YOUR TASKS ->
A. Decide whether each statement agrees with the forum thread about SQLite, answering yes or no and quoting the text's deciding words: (i) One commenter was recently given a 120gb SQLite database to work with; (ii) Turso's free tier allows up to 20GB; (iii) Turso runs on sqlite.org itself rather than on a fork.
B. In one to three sentences, explain why the forum thread about SQLite says it is not yet really possible to rely on turso for anything serious.
C. Reproduce the forum thread about SQLite from "danielvaughn · on" up to and including "(except really serious).", renaming "platform" to "service".

DOCUMENT EXCERPT ->

I've just been exploring serving large SQLite databases in chunks and querying t...

dopamean · on July 6, 2023

The timing of this is incredible. I was recently given a 120gb SQLite db to work with and I was going to investigate ways to work with it in the morning.

danielvaughn · on July 6, 2023

I’m not sure what they offer on this front, but turso is a new edge-based SQLite platform. It might be worth checking out:

https://turso.tech/

OJFord · on July 8, 2023

The current pricing is free for 8GB (10GB or 1B rows read /month) or $3k/month unlimited? So not really possible to start relying on it for anything serious yet (except really serious).

The middle tier isn't even fully described yet, but does say 20GB limit (and from $29/month) - I suppose that means that's a base from which you'll be able to pay for more storage as needed.

dopamean · on July 6, 2023

Thank's! I'll have a look at this as well.

gunapologist99 · on July 7, 2023

FYI, it's using the libsql fork of sqlite instead of sqlite.org itself.

(Position identification records)
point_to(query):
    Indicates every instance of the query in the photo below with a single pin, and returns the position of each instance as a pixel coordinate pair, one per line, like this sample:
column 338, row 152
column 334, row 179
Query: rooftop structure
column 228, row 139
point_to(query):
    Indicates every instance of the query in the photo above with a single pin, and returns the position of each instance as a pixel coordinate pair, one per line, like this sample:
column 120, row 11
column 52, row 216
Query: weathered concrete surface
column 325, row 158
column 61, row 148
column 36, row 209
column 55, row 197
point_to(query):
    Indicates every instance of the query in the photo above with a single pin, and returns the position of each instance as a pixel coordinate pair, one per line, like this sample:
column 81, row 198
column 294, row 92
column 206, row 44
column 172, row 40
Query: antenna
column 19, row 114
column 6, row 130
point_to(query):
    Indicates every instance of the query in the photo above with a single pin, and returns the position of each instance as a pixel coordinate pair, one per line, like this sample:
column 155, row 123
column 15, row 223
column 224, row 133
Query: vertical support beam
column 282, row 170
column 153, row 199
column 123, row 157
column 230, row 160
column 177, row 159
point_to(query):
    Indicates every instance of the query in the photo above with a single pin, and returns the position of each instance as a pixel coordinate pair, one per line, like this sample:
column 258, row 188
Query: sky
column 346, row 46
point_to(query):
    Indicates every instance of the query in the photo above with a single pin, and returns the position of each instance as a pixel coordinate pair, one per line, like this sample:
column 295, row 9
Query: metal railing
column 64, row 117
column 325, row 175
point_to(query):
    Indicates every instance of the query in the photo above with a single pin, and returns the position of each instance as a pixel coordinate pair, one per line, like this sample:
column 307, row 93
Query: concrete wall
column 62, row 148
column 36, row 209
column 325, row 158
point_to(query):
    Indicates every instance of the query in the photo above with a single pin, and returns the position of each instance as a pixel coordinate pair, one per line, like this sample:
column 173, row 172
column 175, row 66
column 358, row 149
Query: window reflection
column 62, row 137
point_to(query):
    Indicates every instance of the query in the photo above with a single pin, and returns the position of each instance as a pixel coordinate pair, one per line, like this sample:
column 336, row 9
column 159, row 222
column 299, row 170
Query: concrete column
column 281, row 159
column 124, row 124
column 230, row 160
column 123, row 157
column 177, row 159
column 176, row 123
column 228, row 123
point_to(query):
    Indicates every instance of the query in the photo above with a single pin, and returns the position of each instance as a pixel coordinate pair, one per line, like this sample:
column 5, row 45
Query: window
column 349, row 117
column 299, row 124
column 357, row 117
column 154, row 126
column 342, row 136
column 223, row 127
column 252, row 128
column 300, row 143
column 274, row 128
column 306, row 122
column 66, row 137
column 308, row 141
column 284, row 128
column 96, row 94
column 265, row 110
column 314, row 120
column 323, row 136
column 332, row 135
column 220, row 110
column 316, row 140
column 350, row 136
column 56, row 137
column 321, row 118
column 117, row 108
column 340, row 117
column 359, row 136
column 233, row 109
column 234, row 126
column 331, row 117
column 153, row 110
---
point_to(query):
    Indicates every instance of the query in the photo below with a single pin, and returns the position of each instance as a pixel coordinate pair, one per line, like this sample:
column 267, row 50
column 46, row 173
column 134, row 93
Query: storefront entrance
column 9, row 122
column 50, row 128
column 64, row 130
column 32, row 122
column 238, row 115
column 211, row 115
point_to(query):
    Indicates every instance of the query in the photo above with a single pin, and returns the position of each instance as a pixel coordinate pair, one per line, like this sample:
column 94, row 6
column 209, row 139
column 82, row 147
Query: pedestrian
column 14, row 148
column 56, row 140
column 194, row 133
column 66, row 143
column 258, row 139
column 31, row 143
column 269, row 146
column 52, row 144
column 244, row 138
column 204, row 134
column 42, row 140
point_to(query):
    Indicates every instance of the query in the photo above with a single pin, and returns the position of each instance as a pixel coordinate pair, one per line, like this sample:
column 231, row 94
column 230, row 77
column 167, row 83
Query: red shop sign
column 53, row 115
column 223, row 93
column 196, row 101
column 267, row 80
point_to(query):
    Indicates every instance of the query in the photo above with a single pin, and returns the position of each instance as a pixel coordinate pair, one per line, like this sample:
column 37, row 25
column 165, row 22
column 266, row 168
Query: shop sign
...
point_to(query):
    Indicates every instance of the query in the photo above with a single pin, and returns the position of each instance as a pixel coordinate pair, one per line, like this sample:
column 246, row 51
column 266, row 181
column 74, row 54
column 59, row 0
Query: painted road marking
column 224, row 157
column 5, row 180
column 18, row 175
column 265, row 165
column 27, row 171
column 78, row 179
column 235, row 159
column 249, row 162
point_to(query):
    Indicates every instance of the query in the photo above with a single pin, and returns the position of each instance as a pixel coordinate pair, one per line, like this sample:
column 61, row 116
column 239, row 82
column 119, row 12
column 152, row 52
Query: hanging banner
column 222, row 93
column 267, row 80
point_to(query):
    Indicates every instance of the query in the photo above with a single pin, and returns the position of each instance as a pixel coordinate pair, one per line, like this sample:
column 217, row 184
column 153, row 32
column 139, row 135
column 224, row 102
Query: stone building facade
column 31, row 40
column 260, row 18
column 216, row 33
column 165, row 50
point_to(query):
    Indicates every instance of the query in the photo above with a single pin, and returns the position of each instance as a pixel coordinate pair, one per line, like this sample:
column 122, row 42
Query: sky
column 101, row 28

RESULTS OF THE EXERCISE ->
A.
(i) Yes: "I was recently given a 120gb SQLite db to work with"
(ii) No: "The current pricing is free for 8GB (10GB or 1B rows read /month)"
(iii) No: "it's using the libsql fork of sqlite instead of sqlite.org itself."

B. The pricing offers only a free tier of 8GB (10GB or 1B rows read per month) or an unlimited tier at $3k/month. The middle tier, with a 20GB limit from $29/month, is not yet fully described.

C.
danielvaughn · on July 6, 2023

I’m not sure what they offer on this front, but turso is a new edge-based SQLite service. It might be worth checking out:

https://turso.tech/

OJFord · on July 8, 2023

The current pricing is free for 8GB (10GB or 1B rows read /month) or $3k/month unlimited? So not really possible to start relying on it for anything serious yet (except really serious).